Tasks to complete –
• 1. Answer these questions using the passage on Tolkien and the noble northern spirit.
(a) To whom did Tolkien write his letter in June 1941?
(b) Which three epics does the passage say "The Lord of the Rings" stands alongside?
(c) What is the title of Holly Ordway's book named in the passage?
• 2. Translate this sentence from the passage on Tolkien and the noble northern spirit into French: "This living legacy of “northernness” inspired many modern authors, many of whose works were also read enthusiastically by Tolkien."
• 3. Proceed with the passage on Tolkien and the noble northern spirit, writing on from its final sentence.

Document passage –
/---
J.R.R. Tolkien wrote that he “ever loved that noble northern spirit,” rooted in the myths and culture of Scandinavia, Germany and England, “and tried to present in its true light.” Indeed, he raised the noble north to the level of Athens and Rome, creating, in “The Lord of the Rings,” an epic that stands alongside “The Iliad,” “The Odyssey” and “The Aeneid.”
In a letter that Tolkien wrote to his son Michael in June 1941, he berated “that ruddy little ignoramus Adolf Hitler” for “[r]uining, perverting, misapplying, and making for ever accursed, that noble northern spirit, a supreme contribution to Europe, which I have ever loved, and tried to present in its true light”. He had spent most of his life “studying Germanic matters (in the general sense that includes England and Scandinavia)” and regretted that people were ignorant of the “force” and “truth” of the “Germanic” ideal.
The supreme contribution of the noble northern spirit has its roots in the myths and culture, both Christian and pre-Christian, of Scandinavia, Germany and England but also, more broadly, Ireland, Scotland and Wales. Among the ancient fruits of the noble north, which Tolkien knew and loved are the Kalevala, the Elder Edda, the Orkneyinga Saga, King Harald’s Saga, “The Dream of the Rood”, Beowulf, “The Seafarer”, “The Wanderer” and Sir Gawain and the Green Knight. Among its legendary and historic heroes are King Arthur, King Alfred the Great, and Cuchulain, and its holiest and most noble heroes are its saints: Brendan, Patrick, Aidan, Edmund, Magnus….
This living legacy of “northernness” inspired many modern authors, many of whose works were also read enthusiastically by Tolkien. As Holly Ordway shows in her book, Tolkien’s Modern Reading, Tolkien read numerous “neo-northern” works, including the fairy tales of Hans Christian Andersen, Chesterton’s Ballad of the White Horse, Andrew Lang’s series of Fairy Books, the fairy stories of George MacDonald, the Norse inspired works of William Morris, and T. H. White’s The Sword in the Stone.
\---
Some records
/---
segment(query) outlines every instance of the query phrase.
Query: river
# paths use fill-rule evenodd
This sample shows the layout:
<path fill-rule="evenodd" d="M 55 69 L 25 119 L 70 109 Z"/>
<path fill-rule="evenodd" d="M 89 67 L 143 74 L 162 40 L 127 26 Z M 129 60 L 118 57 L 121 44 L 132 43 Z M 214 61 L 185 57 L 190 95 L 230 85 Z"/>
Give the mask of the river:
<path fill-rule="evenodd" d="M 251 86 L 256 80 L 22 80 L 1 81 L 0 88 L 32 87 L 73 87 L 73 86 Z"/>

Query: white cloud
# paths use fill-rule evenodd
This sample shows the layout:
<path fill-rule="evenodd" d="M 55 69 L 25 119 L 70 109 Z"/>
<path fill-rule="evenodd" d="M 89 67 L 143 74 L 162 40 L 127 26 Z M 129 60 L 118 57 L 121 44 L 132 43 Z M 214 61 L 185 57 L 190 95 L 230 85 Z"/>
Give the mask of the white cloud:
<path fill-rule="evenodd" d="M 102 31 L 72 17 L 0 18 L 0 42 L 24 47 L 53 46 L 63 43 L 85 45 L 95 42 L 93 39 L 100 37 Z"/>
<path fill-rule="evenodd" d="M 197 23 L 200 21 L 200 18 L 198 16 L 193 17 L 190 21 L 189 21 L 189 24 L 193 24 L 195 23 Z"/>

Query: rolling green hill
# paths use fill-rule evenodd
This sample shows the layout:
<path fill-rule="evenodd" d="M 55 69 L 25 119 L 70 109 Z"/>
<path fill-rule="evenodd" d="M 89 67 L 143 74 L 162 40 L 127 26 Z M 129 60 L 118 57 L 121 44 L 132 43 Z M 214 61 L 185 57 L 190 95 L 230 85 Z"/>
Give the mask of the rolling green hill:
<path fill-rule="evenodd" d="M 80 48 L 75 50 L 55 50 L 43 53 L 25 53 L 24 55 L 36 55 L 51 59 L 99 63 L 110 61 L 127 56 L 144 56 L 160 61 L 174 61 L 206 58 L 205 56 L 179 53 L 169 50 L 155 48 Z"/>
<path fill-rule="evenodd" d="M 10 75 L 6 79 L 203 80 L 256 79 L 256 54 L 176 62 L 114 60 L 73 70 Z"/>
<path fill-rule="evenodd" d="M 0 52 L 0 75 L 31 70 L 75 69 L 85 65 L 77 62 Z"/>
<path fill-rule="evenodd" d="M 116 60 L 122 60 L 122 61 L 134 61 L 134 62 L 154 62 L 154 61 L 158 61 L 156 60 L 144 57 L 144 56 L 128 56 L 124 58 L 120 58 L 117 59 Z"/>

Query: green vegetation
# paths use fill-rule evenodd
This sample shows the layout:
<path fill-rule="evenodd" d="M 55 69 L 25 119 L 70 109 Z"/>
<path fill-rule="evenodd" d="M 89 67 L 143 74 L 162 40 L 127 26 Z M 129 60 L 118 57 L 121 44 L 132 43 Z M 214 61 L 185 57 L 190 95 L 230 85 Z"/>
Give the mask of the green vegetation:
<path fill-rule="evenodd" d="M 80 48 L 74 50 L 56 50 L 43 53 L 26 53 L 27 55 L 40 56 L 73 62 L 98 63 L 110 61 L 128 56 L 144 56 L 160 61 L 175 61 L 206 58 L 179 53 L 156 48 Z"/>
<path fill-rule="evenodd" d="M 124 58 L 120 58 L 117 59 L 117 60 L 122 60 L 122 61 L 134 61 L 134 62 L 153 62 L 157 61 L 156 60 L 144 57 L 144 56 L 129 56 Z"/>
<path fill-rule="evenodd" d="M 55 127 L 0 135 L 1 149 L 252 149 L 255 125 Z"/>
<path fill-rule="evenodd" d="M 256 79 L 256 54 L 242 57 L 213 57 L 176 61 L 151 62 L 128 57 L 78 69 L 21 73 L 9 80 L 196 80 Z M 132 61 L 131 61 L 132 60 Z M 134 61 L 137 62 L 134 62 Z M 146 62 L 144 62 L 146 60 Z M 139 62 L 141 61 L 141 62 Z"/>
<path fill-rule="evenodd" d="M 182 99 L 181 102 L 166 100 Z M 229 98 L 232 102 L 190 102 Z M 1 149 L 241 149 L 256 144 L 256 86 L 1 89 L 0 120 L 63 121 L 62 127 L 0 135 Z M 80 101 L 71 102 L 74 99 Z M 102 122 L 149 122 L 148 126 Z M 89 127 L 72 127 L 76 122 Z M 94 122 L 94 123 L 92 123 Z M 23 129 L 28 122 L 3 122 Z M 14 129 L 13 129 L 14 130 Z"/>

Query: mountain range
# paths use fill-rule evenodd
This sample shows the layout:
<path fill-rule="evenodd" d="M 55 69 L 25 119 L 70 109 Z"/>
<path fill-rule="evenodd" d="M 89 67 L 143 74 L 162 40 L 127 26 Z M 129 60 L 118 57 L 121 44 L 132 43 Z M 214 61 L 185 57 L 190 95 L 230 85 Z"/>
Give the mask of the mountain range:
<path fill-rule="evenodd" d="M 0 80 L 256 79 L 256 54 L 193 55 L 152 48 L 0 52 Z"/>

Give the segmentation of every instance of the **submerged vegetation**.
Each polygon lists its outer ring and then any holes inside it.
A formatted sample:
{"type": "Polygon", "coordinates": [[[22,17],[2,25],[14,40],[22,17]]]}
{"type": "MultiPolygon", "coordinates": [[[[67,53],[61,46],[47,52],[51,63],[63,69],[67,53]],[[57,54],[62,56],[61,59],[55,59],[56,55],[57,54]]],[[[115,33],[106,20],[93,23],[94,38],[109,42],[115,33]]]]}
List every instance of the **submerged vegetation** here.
\---
Answers for the exercise –
• 1.
(a) His son Michael
(b) "The Iliad," "The Odyssey" and "The Aeneid"
(c) Tolkien's Modern Reading

• 2. Cet héritage vivant de la « nordicité » a inspiré de nombreux auteurs modernes, dont beaucoup d'œuvres ont également été lues avec enthousiasme par Tolkien.

• 3.
Surprisingly, there’s no evidence of his ever reading the two great prose epics by Sigrid Undset, Kristin Lavransdatter and The Master of Hestviken. The former had been published in an English translation in 1927 and, in the following year, Undset received the Nobel Prize for Literature. A convert to the Catholic faith who was received into the Church in 1924, Undset shared Tolkien’s faith as well as his love for the Norse sagas and medieval history. It is difficult to conceive how she escaped his attention. There’s little doubt, had he read Undset’s major works, that Tolkien would have admired them greatly.
The “noble northern spirit” is not restricted to literature, of course. It is also present in the great neo-gothic revival in architecture, which was lionized by Chesterton in his wonderful essay, “The Architect of Spears”: “The truth about Gothic is, first, that it is alive, and second, that it is on the march. It is the Church Militant; it is the only fighting architecture. All its spires are spears at rest; and all its stones are stones asleep in a catapult.”
Then there’s the way that the “noble northern spirit” inspired some of the greatest masterpieces of musical composition. The works of Wagner breathe this spirit, albeit in a pseudo pagan atmosphere, whereas the works of Sibelius imbibe the spirit of the folklore of the composer’s native Finland, bringing to tonic life the Kalevala, his homeland’s national epic. In art, the Pre-Raphaelites evoked the spirit of neo-medievalism, especially in their fascination with Arthurian subjects.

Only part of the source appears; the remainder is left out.